■ Do this: Convert every line of the records below into a Markdown table with the columns "Row" and "Line". Number each row and omit blank lines.

-- Start of Given data --

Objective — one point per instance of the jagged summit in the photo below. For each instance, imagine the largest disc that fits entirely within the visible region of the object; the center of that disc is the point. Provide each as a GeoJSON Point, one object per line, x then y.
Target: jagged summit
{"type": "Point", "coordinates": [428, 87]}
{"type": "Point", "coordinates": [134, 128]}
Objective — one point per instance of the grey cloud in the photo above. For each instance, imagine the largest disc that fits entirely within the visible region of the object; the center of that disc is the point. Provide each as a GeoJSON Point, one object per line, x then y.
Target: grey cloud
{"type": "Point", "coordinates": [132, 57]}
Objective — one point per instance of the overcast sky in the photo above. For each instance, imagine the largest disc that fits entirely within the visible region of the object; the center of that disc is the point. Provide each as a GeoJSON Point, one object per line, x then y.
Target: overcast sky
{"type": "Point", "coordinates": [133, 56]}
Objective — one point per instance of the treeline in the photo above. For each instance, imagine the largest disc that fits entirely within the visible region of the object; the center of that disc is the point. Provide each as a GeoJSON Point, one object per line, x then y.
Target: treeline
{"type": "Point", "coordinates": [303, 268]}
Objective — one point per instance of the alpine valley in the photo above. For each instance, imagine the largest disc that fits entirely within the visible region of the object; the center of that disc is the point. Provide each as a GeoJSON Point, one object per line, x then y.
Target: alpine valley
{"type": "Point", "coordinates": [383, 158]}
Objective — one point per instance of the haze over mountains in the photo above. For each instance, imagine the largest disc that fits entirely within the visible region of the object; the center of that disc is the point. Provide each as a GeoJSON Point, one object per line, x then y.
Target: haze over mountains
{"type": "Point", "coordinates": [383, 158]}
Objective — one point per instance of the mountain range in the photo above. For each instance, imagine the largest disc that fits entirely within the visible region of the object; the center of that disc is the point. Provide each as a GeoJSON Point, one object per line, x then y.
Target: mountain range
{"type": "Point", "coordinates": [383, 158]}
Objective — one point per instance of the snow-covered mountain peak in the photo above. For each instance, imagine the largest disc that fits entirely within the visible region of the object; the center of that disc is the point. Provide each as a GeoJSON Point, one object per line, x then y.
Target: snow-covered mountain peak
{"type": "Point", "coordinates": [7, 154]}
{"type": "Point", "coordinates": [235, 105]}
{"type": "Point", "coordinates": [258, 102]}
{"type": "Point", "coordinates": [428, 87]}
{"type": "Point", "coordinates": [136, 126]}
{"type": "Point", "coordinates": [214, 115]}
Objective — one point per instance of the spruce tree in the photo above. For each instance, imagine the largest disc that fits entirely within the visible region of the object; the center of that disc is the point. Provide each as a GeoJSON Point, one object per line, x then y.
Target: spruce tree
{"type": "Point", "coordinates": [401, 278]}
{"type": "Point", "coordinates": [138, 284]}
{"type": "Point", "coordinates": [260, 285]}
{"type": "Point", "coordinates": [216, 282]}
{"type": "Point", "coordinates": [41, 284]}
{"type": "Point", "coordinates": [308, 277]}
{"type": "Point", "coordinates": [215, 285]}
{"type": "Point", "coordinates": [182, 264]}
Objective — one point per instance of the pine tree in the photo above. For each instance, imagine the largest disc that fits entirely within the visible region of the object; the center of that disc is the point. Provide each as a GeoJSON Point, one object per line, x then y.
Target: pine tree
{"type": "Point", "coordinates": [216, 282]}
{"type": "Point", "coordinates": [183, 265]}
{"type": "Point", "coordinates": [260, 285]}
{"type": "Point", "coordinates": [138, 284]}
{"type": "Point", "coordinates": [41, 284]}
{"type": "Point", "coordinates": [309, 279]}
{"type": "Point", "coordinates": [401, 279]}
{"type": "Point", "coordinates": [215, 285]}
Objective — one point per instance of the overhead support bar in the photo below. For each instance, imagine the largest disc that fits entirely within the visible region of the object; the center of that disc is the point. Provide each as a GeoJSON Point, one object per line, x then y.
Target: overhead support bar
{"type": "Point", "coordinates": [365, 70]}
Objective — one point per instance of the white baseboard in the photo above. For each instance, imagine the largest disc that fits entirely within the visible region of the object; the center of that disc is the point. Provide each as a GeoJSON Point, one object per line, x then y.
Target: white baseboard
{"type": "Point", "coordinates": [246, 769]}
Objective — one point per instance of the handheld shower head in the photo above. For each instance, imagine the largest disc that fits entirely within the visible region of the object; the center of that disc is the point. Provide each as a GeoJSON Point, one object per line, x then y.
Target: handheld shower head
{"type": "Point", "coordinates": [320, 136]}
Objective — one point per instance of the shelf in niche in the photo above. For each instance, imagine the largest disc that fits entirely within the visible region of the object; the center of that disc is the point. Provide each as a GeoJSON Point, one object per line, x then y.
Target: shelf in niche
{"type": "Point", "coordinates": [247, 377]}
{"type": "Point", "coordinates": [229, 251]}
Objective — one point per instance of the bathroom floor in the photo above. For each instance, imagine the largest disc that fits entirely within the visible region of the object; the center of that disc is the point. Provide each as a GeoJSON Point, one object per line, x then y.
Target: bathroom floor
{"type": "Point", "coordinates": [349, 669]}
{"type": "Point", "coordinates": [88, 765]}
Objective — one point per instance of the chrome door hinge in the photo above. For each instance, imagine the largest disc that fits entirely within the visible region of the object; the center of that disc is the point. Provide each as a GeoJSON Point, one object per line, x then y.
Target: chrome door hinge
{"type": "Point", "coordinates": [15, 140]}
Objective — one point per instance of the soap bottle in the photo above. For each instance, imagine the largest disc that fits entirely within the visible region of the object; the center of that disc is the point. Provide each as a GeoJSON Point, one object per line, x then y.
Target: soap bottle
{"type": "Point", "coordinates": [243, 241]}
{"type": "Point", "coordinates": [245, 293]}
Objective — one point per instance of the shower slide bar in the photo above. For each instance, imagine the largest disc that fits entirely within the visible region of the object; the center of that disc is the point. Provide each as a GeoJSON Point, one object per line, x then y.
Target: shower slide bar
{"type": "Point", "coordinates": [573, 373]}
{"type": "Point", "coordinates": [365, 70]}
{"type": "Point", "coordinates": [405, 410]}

-- End of Given data --

■ Answer for the task:
| Row | Line |
|---|---|
| 1 | Objective — one point per instance of the jagged summit in the photo below. For each instance, imagine the largest disc that fits entirely within the visible region of the object; the center of that disc is the point. Provide each as a GeoJSON Point, one object per line, x then y. |
| 2 | Target: jagged summit |
| 3 | {"type": "Point", "coordinates": [428, 87]} |
| 4 | {"type": "Point", "coordinates": [134, 128]} |
| 5 | Objective — one point per instance of the grey cloud in the photo above. For each instance, imagine the largest disc that fits entirely within the visible region of the object; the center of that disc is the point. Provide each as a GeoJSON Point, one object per line, x then y. |
| 6 | Target: grey cloud |
| 7 | {"type": "Point", "coordinates": [132, 57]} |
| 8 | Objective — one point per instance of the overcast sky in the photo above. For each instance, imagine the largest disc that fits entirely within the visible region of the object; the center of that disc is the point. Provide each as a GeoJSON Point, one object per line, x then y. |
| 9 | Target: overcast sky |
| 10 | {"type": "Point", "coordinates": [133, 56]} |
| 11 | Objective — one point per instance of the treeline in the photo above. For each instance, imagine the largest disc that fits entirely within the visible region of the object; the center of that disc is the point. Provide each as a GeoJSON Point, one object per line, x then y. |
| 12 | Target: treeline |
| 13 | {"type": "Point", "coordinates": [303, 268]} |
| 14 | Objective — one point per instance of the alpine valley in the photo above. For each instance, imagine the largest disc that fits entirely within the visible region of the object; the center of that disc is the point. Provide each as a GeoJSON Point, one object per line, x then y. |
| 15 | Target: alpine valley |
| 16 | {"type": "Point", "coordinates": [383, 158]} |
| 17 | Objective — one point per instance of the haze over mountains in the photo above. For each instance, imagine the largest disc that fits entirely within the visible region of the object; the center of that disc is the point. Provide each as a GeoJSON Point, one object per line, x then y. |
| 18 | Target: haze over mountains |
| 19 | {"type": "Point", "coordinates": [383, 158]} |
| 20 | Objective — one point per instance of the mountain range in the photo above. For each instance, imagine the largest disc that fits entirely within the visible region of the object; the center of that disc is the point. Provide each as a GeoJSON Point, one object per line, x then y. |
| 21 | Target: mountain range |
| 22 | {"type": "Point", "coordinates": [383, 158]} |
| 23 | Objective — one point per instance of the snow-covered mountain peak in the photo above. For each instance, imagine the largest disc that fits entirely within the visible region of the object; the center of that disc is the point. Provide each as a GeoJSON Point, one object per line, x then y. |
| 24 | Target: snow-covered mountain peak |
| 25 | {"type": "Point", "coordinates": [7, 154]} |
| 26 | {"type": "Point", "coordinates": [235, 105]} |
| 27 | {"type": "Point", "coordinates": [258, 102]} |
| 28 | {"type": "Point", "coordinates": [428, 87]} |
| 29 | {"type": "Point", "coordinates": [136, 126]} |
| 30 | {"type": "Point", "coordinates": [214, 115]} |
| 31 | Objective — one point per instance of the spruce tree in the photo above. For each instance, imagine the largest disc that fits entirely within the visible region of the object; the center of that disc is the point. Provide each as a GeoJSON Point, one object per line, x then y. |
| 32 | Target: spruce tree |
| 33 | {"type": "Point", "coordinates": [401, 278]} |
| 34 | {"type": "Point", "coordinates": [138, 284]} |
| 35 | {"type": "Point", "coordinates": [260, 285]} |
| 36 | {"type": "Point", "coordinates": [216, 282]} |
| 37 | {"type": "Point", "coordinates": [41, 284]} |
| 38 | {"type": "Point", "coordinates": [308, 277]} |
| 39 | {"type": "Point", "coordinates": [215, 285]} |
| 40 | {"type": "Point", "coordinates": [182, 264]} |
| 41 | Objective — one point per instance of the pine tree in the photo above. For each instance, imagine the largest disc that fits entirely within the visible region of the object; the center of that disc is the point. Provide each as a GeoJSON Point, one object per line, x then y. |
| 42 | Target: pine tree |
| 43 | {"type": "Point", "coordinates": [216, 282]} |
| 44 | {"type": "Point", "coordinates": [183, 265]} |
| 45 | {"type": "Point", "coordinates": [260, 285]} |
| 46 | {"type": "Point", "coordinates": [138, 284]} |
| 47 | {"type": "Point", "coordinates": [41, 284]} |
| 48 | {"type": "Point", "coordinates": [309, 279]} |
| 49 | {"type": "Point", "coordinates": [401, 279]} |
| 50 | {"type": "Point", "coordinates": [215, 285]} |
| 51 | Objective — one point per instance of the overhead support bar in the photo below. For each instance, imagine the largest disc that fits entirely within the visible region of the object; the center of that disc is the point. Provide each as a GeoJSON Point, one object per line, x then y. |
| 52 | Target: overhead support bar |
| 53 | {"type": "Point", "coordinates": [365, 70]} |
| 54 | Objective — one point per instance of the white baseboard in the photo above. For each instance, imagine the largest disc that fits entirely within the visible region of the object; the center of that disc is the point. Provide each as a GeoJSON Point, one object per line, x then y. |
| 55 | Target: white baseboard |
| 56 | {"type": "Point", "coordinates": [246, 769]} |
| 57 | Objective — one point per instance of the handheld shower head in the photo above. For each instance, imagine the largest disc that fits entirely within the visible region of the object; the center of that disc is the point. Provide each as a GeoJSON Point, one object per line, x then y. |
| 58 | Target: handheld shower head |
| 59 | {"type": "Point", "coordinates": [320, 136]} |
| 60 | Objective — one point per instance of the shelf in niche in the photo above. For each instance, imagine the largest disc that fits entirely within the visible region of the object; the center of that disc is the point. Provide each as a GeoJSON Point, one object per line, x then y. |
| 61 | Target: shelf in niche |
| 62 | {"type": "Point", "coordinates": [247, 377]} |
| 63 | {"type": "Point", "coordinates": [229, 251]} |
| 64 | Objective — one point per instance of the bathroom floor in the photo above. For each instance, imagine the largest disc that fits entirely within the visible region of the object; the center of that disc is the point. Provide each as a GeoJSON Point, one object per line, x then y. |
| 65 | Target: bathroom floor |
| 66 | {"type": "Point", "coordinates": [349, 669]} |
| 67 | {"type": "Point", "coordinates": [88, 765]} |
| 68 | Objective — one point per instance of the chrome door hinge in the photo above. For each instance, imagine the largest disc that fits entirely within the visible region of the object; the center of that disc is the point. Provide each as a GeoJSON Point, one object per line, x then y. |
| 69 | Target: chrome door hinge |
| 70 | {"type": "Point", "coordinates": [15, 140]} |
| 71 | Objective — one point per instance of the soap bottle in the photo above. For each instance, imagine the largest disc that fits entirely within the visible region of the object; the center of that disc is the point. Provide each as a GeoJSON Point, one object per line, x then y. |
| 72 | Target: soap bottle |
| 73 | {"type": "Point", "coordinates": [243, 241]} |
| 74 | {"type": "Point", "coordinates": [245, 293]} |
| 75 | Objective — one point per instance of the shower slide bar in the photo above. For each instance, imagine the largest disc that fits entirely within the visible region of the object; the center of that disc is the point. Provide each as a GeoJSON Point, one object per line, x then y. |
| 76 | Target: shower slide bar |
| 77 | {"type": "Point", "coordinates": [573, 373]} |
| 78 | {"type": "Point", "coordinates": [365, 70]} |
| 79 | {"type": "Point", "coordinates": [405, 410]} |